• _Task details_
From the line that contains "<point>35,120</point>" to the end of the entries, write out every line exactly, including both ends, and nothing more.

Point-per-instance localization data
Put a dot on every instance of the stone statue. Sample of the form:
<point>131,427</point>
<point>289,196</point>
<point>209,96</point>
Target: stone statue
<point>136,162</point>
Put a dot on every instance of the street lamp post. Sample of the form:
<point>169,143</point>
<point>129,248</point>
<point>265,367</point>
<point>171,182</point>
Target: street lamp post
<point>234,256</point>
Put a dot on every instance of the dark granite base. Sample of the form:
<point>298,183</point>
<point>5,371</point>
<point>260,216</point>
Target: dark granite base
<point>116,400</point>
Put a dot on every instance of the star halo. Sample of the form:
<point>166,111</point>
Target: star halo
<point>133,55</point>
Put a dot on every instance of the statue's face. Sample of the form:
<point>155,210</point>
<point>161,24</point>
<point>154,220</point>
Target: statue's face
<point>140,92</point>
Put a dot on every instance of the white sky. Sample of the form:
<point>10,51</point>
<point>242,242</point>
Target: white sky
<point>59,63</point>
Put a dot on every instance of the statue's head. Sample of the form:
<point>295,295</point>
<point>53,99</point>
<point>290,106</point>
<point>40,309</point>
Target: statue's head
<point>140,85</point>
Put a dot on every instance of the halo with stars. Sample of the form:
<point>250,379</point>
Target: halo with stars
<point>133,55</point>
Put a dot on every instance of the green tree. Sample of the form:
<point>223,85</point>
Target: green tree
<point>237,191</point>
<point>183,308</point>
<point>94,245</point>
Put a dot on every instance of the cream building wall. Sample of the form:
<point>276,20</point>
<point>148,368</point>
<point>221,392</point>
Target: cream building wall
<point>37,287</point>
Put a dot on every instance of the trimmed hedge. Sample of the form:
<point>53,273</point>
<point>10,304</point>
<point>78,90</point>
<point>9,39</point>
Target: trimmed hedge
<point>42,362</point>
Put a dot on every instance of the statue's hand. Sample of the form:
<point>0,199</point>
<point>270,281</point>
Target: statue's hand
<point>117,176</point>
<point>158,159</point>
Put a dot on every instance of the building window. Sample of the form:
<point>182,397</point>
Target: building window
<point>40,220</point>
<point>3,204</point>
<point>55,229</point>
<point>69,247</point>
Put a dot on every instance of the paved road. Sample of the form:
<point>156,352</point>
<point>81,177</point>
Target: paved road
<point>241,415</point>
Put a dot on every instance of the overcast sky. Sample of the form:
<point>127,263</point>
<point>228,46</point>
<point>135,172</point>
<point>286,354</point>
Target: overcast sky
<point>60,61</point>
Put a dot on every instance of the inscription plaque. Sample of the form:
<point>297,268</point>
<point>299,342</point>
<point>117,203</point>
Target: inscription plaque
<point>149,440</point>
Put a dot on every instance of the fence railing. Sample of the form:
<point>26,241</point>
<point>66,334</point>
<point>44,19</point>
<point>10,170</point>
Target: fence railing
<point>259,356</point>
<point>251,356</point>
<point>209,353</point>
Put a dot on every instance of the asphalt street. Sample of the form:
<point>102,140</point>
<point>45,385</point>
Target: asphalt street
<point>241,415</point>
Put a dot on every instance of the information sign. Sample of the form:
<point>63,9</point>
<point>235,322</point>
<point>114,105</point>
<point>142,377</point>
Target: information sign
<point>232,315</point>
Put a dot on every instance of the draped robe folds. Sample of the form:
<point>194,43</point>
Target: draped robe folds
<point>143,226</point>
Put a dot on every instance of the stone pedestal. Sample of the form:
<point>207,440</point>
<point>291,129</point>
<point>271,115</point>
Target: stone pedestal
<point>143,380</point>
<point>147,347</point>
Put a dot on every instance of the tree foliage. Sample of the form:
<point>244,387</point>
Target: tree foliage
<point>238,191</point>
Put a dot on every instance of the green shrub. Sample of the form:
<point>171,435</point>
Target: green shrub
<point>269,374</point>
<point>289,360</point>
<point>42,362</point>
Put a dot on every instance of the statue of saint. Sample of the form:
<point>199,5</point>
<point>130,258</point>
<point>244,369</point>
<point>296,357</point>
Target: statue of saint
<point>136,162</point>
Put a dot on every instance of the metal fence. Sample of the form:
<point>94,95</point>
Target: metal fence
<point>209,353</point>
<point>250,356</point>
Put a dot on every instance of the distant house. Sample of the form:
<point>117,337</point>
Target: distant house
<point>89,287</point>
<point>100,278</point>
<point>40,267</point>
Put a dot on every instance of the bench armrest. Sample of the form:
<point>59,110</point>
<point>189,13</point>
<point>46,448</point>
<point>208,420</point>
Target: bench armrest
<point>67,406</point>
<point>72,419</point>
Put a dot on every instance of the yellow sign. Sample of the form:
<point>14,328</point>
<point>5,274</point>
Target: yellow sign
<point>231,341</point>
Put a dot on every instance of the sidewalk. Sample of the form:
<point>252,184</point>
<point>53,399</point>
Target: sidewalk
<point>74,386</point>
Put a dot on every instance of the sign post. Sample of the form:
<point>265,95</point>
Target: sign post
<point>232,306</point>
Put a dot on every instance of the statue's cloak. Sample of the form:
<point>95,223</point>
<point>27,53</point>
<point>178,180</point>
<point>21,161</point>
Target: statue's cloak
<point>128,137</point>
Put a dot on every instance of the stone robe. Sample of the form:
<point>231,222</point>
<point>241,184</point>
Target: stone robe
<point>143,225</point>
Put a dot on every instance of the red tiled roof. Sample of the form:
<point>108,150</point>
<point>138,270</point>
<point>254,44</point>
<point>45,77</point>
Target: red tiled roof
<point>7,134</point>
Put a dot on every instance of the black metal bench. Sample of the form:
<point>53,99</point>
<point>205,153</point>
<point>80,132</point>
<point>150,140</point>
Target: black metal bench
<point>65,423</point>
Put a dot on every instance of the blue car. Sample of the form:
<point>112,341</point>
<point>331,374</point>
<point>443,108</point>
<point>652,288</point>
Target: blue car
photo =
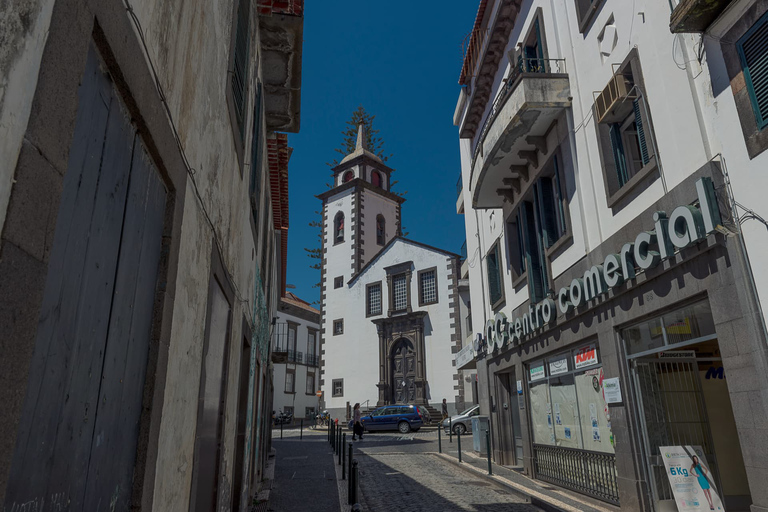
<point>403,418</point>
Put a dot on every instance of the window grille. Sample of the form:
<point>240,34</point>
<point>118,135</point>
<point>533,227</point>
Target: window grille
<point>400,286</point>
<point>753,52</point>
<point>374,299</point>
<point>428,287</point>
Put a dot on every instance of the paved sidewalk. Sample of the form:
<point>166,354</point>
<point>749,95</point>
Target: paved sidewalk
<point>546,496</point>
<point>305,474</point>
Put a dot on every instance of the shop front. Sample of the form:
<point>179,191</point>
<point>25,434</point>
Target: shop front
<point>598,396</point>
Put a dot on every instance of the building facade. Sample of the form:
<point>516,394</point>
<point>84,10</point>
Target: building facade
<point>390,306</point>
<point>611,197</point>
<point>295,355</point>
<point>141,250</point>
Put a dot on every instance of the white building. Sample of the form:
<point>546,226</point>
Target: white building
<point>390,306</point>
<point>613,174</point>
<point>295,358</point>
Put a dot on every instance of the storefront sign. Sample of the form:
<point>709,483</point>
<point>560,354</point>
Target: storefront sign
<point>558,367</point>
<point>686,225</point>
<point>612,390</point>
<point>586,356</point>
<point>691,480</point>
<point>537,372</point>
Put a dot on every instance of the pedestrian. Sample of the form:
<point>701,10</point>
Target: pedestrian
<point>357,426</point>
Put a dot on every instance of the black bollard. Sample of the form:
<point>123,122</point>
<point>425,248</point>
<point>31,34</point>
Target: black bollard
<point>349,480</point>
<point>488,450</point>
<point>458,440</point>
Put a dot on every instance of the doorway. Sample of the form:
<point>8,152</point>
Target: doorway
<point>682,399</point>
<point>403,372</point>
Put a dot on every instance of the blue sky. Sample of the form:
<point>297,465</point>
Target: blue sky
<point>401,61</point>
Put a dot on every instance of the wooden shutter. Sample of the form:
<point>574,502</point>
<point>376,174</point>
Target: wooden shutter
<point>618,154</point>
<point>640,132</point>
<point>753,51</point>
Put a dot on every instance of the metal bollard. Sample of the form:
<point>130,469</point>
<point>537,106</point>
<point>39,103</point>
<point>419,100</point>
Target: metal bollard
<point>488,450</point>
<point>355,482</point>
<point>349,480</point>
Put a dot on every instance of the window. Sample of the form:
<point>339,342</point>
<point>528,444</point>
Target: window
<point>338,387</point>
<point>240,60</point>
<point>380,230</point>
<point>495,284</point>
<point>373,299</point>
<point>310,384</point>
<point>400,288</point>
<point>753,53</point>
<point>625,131</point>
<point>338,228</point>
<point>427,287</point>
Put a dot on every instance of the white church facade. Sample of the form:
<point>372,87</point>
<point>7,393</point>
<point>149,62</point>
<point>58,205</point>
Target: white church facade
<point>390,323</point>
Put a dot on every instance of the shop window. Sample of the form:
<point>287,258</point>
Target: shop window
<point>625,131</point>
<point>373,299</point>
<point>495,282</point>
<point>338,228</point>
<point>338,388</point>
<point>567,403</point>
<point>427,287</point>
<point>381,225</point>
<point>684,325</point>
<point>376,179</point>
<point>753,53</point>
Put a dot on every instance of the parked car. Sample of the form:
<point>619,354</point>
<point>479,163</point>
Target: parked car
<point>404,418</point>
<point>461,423</point>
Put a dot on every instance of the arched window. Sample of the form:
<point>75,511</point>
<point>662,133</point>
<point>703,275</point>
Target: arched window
<point>338,228</point>
<point>380,229</point>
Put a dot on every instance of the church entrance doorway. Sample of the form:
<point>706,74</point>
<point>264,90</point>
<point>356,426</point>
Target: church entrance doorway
<point>403,371</point>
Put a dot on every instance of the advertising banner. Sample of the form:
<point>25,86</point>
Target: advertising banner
<point>690,478</point>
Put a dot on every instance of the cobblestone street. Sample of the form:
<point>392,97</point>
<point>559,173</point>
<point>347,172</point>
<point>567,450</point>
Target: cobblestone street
<point>422,482</point>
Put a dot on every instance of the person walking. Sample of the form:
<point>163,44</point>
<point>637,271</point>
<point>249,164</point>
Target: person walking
<point>357,426</point>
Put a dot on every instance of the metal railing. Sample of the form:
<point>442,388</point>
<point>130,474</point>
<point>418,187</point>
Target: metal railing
<point>524,67</point>
<point>586,472</point>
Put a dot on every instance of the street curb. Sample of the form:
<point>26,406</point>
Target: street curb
<point>545,503</point>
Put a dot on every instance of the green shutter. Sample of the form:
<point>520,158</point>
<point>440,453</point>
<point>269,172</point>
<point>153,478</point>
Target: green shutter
<point>753,52</point>
<point>640,132</point>
<point>618,154</point>
<point>533,262</point>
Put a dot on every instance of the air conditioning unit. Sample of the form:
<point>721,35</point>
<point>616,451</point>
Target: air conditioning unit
<point>614,104</point>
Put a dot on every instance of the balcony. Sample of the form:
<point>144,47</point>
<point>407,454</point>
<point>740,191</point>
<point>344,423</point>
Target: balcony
<point>513,133</point>
<point>695,15</point>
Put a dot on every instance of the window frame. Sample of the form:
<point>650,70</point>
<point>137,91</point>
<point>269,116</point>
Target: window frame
<point>338,321</point>
<point>340,394</point>
<point>420,273</point>
<point>368,312</point>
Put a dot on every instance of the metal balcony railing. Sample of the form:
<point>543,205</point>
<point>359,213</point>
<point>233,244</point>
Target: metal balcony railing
<point>587,472</point>
<point>525,66</point>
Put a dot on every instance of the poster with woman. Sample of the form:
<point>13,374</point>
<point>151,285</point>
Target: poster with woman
<point>690,478</point>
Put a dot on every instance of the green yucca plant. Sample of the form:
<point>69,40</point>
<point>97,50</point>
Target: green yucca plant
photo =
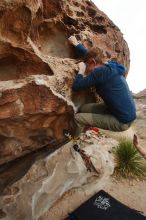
<point>129,162</point>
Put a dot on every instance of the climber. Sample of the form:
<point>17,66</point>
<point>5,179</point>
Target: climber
<point>118,110</point>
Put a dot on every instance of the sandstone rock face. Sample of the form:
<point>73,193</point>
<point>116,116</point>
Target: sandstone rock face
<point>47,180</point>
<point>37,69</point>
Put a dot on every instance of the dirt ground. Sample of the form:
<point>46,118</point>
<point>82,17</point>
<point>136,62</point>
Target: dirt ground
<point>130,192</point>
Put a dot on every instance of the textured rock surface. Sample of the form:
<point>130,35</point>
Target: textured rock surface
<point>37,68</point>
<point>49,178</point>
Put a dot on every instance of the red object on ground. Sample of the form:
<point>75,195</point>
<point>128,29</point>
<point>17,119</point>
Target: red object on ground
<point>94,129</point>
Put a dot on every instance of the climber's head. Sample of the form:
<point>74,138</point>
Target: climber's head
<point>93,58</point>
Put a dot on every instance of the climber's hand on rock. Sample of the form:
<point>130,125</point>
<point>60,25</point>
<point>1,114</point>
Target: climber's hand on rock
<point>72,39</point>
<point>82,68</point>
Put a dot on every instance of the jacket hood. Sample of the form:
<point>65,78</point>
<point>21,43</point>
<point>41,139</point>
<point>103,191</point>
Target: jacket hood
<point>120,68</point>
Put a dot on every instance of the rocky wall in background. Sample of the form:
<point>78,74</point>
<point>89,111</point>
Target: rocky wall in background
<point>37,69</point>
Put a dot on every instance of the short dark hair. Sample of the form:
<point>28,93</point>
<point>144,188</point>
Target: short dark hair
<point>95,53</point>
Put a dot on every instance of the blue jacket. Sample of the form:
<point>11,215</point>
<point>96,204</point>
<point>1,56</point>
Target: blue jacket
<point>111,85</point>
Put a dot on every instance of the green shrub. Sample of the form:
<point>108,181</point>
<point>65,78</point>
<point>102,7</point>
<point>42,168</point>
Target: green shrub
<point>129,163</point>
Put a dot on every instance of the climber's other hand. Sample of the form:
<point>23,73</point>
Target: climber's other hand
<point>82,68</point>
<point>72,39</point>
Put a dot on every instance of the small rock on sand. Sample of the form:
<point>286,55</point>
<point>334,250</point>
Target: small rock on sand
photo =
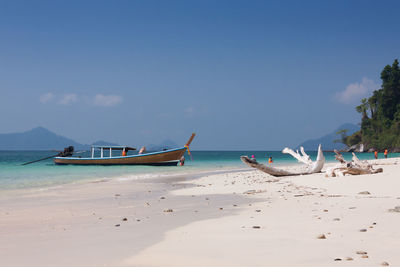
<point>396,209</point>
<point>322,236</point>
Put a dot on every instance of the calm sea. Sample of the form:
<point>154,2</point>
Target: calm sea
<point>45,173</point>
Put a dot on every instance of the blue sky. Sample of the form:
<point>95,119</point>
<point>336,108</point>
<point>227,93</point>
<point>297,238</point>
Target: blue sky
<point>241,74</point>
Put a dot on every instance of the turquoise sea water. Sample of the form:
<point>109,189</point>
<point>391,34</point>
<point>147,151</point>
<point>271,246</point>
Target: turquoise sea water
<point>46,173</point>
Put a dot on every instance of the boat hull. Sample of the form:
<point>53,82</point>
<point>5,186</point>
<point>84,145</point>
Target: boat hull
<point>163,158</point>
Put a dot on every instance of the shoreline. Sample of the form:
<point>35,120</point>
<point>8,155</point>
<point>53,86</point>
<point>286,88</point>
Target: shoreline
<point>204,220</point>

• _Final answer_
<point>35,120</point>
<point>8,155</point>
<point>53,86</point>
<point>286,88</point>
Target: shoreline
<point>204,220</point>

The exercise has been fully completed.